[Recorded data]
>>>>

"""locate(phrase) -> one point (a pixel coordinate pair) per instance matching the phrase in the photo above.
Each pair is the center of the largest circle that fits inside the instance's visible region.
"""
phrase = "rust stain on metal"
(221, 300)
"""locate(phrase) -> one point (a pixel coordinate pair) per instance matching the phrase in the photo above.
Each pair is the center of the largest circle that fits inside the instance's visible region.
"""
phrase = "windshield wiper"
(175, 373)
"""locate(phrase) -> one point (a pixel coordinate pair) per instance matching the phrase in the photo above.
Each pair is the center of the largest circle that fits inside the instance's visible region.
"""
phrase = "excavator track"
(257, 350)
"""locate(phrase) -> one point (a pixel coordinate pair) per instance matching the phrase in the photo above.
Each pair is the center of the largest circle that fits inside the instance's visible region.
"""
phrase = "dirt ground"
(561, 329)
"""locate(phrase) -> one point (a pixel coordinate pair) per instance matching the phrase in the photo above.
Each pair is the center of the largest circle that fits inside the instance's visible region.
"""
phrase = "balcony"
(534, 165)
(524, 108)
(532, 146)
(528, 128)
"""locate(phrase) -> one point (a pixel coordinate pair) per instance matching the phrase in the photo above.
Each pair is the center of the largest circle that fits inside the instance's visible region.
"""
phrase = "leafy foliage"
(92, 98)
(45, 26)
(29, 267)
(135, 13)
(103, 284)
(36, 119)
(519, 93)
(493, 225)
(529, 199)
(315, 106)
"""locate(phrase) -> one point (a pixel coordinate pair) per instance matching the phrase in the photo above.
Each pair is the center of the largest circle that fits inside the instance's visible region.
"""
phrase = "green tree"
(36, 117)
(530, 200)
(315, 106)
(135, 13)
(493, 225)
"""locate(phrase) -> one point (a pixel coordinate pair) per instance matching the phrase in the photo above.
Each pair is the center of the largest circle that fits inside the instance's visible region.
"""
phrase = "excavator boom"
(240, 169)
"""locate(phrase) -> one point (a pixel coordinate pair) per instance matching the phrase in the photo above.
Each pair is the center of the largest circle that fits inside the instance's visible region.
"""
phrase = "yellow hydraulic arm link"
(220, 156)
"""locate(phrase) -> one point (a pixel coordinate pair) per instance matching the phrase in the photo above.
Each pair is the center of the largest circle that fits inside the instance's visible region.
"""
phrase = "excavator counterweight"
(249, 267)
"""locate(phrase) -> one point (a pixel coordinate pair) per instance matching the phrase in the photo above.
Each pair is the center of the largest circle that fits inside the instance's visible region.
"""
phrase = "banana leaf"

<<<<

● GOAL OF THE EXERCISE
Repeat the data in full, matching each line exactly.

● WRITTEN RESPONSE
"""locate(phrase) -> one point (a pixel coordinate pair) per instance matching the phrase in the photo above.
Each pair is the center of the largest circle that fits inside the instance's visible region.
"""
phrase = "rust stain on metal"
(221, 300)
"""locate(phrase) -> one point (a pixel coordinate pair) per instance matching the phrase in the photo above.
Each pair is the center of the largest circle that fits inside the instance's visible region.
"""
phrase = "windshield wiper"
(175, 373)
"""locate(phrase) -> one point (a pixel coordinate pair) per instance matching the phrase in the photo above.
Each pair is the center of the largest circle that fits inside the instance's visible region.
"""
phrase = "excavator track"
(257, 350)
"""locate(phrase) -> one point (a pixel coordinate pair) per instance matching the phrase in the photo above.
Each pair is the center of the largest circle that fits inside the instance's visible region.
"""
phrase = "dirt ground"
(561, 329)
"""locate(phrase) -> one point (a pixel coordinate pair) per instance matching the phrase in the photo above.
Each pair is the center of the largest circle that fits inside the instance's visible region.
"""
phrase = "balcony"
(534, 165)
(524, 108)
(532, 146)
(528, 128)
"""locate(phrase) -> one point (a pixel coordinate pair) per instance matching the phrase in the photo above.
Each pair is the center of the largest circle that fits inside the instance's visible region.
"""
phrase = "leafy foliage"
(92, 98)
(45, 26)
(29, 267)
(135, 13)
(103, 284)
(36, 119)
(519, 93)
(493, 225)
(529, 199)
(315, 106)
"""locate(phrase) -> one point (a pixel coordinate pair) per instance matching the phrase in the photo above.
Each pair is the center of the largest circle that fits inside the instance's visible region.
"""
phrase = "green tree"
(36, 117)
(530, 200)
(315, 106)
(135, 13)
(493, 225)
"""locate(phrase) -> one point (a pixel coordinate pair) per instance matching the phrase in the photo above.
Each pair is the center of the largest circle that fits inside the instance's visible region.
"""
phrase = "excavator boom"
(240, 169)
"""locate(phrase) -> one point (a pixel coordinate pair) per instance matching the phrase in the photo above.
Each pair is the center of the largest circle that fits inside the instance's visible region.
"""
phrase = "yellow hydraulic arm link"
(220, 156)
"""locate(phrase) -> one point (a pixel coordinate pair) per instance matching the phrase in the photo above.
Each pair is the center of the largest circle that fits inside the instance's visible region.
"""
phrase = "excavator counterweight"
(249, 267)
"""locate(phrase) -> one point (a pixel coordinate pair) per instance matching the phrase in the photo above.
Each pair is the center of the largest circle that fits inside the instance's visible region.
"""
phrase = "banana leaf"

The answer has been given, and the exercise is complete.